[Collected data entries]
- - - - - - -

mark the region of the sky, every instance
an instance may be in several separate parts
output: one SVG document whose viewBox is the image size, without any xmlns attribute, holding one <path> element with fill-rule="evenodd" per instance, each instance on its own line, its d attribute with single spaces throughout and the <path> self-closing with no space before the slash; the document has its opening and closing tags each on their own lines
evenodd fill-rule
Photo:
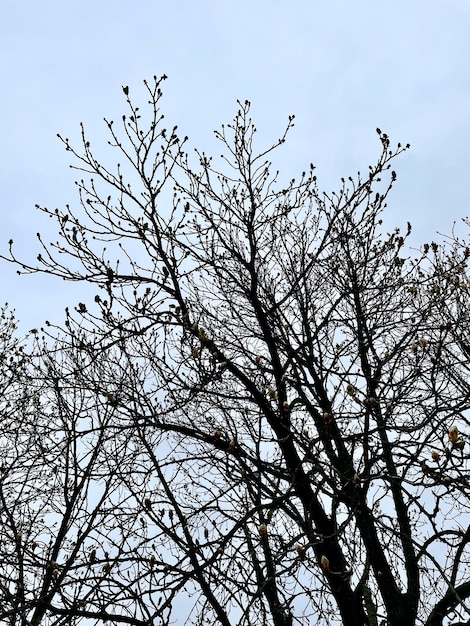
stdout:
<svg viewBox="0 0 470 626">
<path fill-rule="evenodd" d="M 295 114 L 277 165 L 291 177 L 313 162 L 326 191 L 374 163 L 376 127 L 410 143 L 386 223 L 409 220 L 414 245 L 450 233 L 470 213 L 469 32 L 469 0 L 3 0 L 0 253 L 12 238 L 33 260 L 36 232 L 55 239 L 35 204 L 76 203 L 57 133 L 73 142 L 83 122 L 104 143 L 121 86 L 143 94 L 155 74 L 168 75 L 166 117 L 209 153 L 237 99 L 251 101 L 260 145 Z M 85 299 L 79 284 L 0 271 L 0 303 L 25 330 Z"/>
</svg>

- - - - - - -

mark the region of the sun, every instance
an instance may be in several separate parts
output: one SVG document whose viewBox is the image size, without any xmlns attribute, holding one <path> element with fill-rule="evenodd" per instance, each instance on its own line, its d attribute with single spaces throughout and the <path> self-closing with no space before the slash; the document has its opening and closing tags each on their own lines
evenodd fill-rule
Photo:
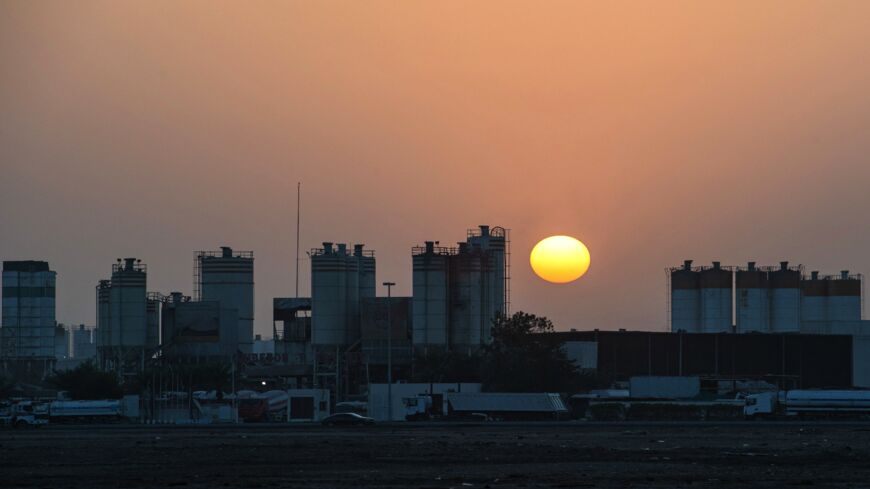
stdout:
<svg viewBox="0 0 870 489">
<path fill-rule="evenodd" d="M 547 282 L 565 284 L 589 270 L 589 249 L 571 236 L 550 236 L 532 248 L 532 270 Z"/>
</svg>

- - - - - - -

ASSIGNED TASK:
Scan each line of the entries above for the word "every" and report how many lines contain it, with nothing else.

PROBLEM SOLUTION:
2